§ THE TASK
Please reproduce, unchanged, the lines of the records starting at the line containing "task: segment every instance of the <item>tree" and ending at the line containing "[[[0,33],[256,36],[256,0],[1,0]]]", both ends included, and nothing else.

= = =

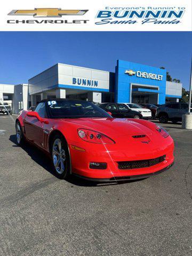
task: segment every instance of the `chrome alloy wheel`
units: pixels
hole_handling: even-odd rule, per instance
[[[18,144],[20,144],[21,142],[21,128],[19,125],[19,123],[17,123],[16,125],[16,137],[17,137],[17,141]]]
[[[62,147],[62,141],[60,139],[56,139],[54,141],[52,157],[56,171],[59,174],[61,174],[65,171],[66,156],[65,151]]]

= = =

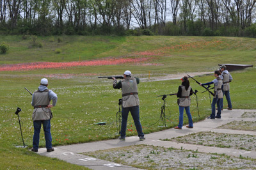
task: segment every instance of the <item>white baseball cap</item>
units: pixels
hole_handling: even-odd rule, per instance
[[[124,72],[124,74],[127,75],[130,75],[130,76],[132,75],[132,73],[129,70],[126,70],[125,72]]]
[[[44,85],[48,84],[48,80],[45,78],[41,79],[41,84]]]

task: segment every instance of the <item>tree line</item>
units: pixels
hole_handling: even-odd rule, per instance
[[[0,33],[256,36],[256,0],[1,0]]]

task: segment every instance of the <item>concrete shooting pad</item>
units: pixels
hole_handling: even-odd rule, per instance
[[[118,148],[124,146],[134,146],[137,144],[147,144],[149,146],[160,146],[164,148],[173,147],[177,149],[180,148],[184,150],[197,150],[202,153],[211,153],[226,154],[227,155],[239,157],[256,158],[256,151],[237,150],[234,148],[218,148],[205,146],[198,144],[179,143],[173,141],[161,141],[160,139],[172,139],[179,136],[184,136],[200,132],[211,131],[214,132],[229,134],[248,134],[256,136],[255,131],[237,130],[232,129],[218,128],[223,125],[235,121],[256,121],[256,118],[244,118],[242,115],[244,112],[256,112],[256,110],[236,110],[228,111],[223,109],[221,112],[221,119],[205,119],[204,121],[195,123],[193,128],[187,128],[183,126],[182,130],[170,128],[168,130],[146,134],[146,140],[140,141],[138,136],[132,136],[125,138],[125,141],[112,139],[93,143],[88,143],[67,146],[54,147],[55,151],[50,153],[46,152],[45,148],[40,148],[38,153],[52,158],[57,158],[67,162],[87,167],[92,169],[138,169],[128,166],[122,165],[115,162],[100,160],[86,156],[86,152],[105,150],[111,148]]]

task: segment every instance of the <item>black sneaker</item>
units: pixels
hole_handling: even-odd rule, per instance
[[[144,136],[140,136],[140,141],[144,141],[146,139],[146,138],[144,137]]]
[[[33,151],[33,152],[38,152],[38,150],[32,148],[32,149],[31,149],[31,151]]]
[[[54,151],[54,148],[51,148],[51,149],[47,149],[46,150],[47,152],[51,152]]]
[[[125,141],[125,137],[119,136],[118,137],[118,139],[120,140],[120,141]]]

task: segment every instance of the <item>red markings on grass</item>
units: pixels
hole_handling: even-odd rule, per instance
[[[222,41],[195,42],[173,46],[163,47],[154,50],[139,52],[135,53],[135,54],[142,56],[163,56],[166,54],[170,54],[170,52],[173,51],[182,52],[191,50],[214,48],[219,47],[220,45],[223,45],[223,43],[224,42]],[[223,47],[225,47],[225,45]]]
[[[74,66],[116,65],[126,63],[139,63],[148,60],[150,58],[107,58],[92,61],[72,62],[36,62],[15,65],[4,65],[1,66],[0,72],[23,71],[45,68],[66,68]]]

= = =

§ EXERCISE RESULT
task: segment every instance of the <item>tree line</item>
units: pixels
hole_handling: even-odd rule, per instance
[[[0,33],[256,36],[256,0],[1,0]]]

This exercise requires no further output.